Saved entries
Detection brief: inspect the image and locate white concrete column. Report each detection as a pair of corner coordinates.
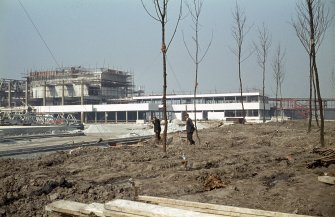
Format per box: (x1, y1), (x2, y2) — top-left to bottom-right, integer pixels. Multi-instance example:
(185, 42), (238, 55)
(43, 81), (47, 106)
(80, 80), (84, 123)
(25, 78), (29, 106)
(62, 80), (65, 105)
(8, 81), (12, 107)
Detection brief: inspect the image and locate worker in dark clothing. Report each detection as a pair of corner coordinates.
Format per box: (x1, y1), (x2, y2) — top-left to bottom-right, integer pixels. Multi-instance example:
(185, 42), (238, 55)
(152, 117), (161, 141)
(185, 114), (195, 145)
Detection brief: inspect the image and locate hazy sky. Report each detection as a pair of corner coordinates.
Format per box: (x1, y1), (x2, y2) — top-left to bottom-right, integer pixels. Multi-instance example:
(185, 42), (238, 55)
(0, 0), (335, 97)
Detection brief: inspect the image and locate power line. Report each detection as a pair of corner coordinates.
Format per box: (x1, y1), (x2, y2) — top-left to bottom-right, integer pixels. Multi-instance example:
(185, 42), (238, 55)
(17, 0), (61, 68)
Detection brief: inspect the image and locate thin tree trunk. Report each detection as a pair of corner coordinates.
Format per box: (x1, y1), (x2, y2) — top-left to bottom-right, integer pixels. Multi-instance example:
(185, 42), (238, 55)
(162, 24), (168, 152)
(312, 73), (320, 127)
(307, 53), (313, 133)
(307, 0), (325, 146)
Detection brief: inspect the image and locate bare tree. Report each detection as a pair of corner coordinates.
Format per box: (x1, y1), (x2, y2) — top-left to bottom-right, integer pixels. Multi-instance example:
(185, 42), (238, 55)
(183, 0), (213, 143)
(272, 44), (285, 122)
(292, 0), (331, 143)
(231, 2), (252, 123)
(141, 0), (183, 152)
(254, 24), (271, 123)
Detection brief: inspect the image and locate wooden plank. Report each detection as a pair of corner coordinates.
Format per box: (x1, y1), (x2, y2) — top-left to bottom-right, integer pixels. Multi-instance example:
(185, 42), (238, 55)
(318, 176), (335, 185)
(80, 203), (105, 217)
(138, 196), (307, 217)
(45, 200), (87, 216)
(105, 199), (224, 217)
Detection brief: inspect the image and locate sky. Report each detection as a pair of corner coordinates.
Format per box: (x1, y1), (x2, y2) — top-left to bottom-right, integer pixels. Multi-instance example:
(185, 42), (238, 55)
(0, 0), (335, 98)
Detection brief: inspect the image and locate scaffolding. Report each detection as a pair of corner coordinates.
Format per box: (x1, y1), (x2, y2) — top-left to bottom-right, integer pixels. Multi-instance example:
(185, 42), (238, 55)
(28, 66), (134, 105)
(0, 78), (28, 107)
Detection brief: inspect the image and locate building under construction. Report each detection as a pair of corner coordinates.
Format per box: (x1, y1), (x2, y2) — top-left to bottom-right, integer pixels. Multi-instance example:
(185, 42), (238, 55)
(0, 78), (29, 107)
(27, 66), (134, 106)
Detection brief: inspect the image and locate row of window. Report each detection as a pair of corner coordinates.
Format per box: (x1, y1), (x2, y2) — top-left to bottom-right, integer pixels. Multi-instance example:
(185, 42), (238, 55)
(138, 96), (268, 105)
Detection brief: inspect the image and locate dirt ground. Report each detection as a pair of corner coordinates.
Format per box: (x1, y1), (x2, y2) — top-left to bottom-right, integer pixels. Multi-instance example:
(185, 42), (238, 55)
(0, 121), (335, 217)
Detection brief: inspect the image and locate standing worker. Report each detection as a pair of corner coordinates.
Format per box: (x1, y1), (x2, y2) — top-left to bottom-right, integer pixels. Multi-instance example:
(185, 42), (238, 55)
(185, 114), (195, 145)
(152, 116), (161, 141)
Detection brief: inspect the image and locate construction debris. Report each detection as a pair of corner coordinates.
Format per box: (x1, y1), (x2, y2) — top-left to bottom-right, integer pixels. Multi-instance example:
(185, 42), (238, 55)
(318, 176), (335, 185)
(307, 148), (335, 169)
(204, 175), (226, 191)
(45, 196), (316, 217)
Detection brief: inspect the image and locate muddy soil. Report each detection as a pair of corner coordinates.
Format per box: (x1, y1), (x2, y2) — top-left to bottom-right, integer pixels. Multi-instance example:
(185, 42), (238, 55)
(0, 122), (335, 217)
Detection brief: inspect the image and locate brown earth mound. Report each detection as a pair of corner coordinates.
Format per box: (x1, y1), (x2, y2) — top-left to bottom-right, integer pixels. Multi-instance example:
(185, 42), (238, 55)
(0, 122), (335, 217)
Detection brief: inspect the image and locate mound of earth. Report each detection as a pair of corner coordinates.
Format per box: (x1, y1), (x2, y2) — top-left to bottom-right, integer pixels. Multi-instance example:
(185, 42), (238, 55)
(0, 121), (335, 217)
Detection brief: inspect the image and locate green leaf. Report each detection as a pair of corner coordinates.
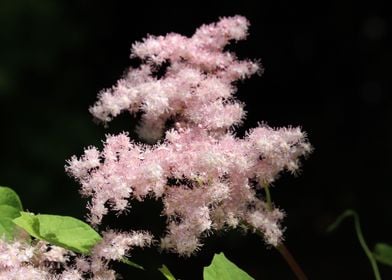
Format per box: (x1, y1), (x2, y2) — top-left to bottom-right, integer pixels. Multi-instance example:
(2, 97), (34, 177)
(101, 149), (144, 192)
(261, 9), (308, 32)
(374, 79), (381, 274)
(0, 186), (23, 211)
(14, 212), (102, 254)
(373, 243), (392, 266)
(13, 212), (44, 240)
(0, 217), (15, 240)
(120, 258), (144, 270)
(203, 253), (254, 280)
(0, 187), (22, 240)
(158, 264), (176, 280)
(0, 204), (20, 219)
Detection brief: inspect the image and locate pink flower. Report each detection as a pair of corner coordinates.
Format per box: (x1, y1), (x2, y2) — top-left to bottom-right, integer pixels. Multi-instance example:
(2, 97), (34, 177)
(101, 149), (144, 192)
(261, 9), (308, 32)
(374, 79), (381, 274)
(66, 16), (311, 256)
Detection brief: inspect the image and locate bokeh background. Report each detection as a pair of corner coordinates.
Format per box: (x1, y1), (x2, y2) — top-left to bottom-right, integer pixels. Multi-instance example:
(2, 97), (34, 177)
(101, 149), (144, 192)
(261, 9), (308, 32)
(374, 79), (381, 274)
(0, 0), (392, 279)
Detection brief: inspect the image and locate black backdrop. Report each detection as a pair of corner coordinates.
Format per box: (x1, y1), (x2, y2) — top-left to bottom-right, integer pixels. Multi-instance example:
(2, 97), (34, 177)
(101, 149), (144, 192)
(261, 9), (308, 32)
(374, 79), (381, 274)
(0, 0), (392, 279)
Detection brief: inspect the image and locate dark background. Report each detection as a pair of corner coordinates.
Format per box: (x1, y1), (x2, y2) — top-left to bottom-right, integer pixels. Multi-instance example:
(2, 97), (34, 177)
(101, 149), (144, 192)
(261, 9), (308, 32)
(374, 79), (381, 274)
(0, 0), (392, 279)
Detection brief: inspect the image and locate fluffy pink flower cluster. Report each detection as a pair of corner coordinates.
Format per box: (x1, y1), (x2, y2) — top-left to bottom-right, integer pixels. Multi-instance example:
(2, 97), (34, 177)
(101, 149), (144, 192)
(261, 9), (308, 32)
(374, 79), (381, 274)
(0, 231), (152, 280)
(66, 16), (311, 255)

...

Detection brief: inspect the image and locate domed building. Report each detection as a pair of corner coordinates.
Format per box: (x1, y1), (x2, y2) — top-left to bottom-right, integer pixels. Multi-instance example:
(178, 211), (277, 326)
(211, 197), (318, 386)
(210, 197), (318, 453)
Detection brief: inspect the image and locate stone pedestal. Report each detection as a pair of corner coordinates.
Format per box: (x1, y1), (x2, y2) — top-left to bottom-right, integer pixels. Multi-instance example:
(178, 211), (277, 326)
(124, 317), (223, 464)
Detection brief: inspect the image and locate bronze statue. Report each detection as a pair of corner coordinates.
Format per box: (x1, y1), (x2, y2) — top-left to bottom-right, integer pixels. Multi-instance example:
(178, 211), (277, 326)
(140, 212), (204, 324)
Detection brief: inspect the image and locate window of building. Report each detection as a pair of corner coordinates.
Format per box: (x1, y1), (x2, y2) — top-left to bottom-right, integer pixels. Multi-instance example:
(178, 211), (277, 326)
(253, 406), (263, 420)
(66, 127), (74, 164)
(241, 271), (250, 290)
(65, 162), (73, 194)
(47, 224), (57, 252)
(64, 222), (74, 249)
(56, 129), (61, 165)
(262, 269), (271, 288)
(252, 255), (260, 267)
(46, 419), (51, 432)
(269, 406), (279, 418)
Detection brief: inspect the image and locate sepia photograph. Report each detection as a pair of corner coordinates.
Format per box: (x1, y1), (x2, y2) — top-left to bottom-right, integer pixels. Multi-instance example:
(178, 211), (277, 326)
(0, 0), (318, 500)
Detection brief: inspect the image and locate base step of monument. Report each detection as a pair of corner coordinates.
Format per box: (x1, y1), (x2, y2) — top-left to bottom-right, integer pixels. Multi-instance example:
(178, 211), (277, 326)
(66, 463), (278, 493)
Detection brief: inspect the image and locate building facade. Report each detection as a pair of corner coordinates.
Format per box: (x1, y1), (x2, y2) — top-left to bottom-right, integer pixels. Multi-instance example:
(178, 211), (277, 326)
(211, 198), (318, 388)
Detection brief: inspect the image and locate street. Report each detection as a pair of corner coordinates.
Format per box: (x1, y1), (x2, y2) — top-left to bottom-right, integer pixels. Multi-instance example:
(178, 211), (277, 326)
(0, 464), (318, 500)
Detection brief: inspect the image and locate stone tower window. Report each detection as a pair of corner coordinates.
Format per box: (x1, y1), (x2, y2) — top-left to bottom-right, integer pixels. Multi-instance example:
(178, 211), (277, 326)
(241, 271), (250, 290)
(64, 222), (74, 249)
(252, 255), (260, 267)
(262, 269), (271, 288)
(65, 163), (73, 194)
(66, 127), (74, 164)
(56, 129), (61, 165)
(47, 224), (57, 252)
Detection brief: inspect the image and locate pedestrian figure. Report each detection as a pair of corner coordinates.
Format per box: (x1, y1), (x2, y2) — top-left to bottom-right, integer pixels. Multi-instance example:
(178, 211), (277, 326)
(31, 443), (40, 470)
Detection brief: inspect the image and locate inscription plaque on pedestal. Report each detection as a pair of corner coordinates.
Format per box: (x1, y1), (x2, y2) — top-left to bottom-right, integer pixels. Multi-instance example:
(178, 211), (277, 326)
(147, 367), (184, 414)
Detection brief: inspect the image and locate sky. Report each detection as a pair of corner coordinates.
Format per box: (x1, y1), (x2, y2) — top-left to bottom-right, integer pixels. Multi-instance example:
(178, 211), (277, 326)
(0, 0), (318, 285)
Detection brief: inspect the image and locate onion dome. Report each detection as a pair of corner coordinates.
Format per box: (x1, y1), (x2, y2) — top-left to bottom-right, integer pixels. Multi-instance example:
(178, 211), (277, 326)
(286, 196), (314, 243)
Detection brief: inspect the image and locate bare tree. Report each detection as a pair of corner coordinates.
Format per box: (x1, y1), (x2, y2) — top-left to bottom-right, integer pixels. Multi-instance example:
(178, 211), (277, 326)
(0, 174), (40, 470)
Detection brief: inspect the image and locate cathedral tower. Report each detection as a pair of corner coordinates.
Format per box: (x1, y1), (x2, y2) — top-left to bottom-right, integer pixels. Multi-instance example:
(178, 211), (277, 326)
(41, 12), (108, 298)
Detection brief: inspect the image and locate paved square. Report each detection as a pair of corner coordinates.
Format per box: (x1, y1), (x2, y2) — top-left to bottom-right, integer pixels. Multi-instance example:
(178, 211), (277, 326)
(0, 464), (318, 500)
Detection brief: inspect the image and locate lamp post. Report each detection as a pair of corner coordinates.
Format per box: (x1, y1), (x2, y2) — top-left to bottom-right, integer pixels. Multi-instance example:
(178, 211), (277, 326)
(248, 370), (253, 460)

**Problem description:**
Report every line of the data that contains the string "pedestal", treating case as significant.

**Exercise result:**
Detection brief: inspect the image and locate stone pedestal. Report each detection as a pair of corner coordinates.
Detection brief: inspect the image and locate inscription plaque on pedestal. Report each detection as a pair of corner coordinates.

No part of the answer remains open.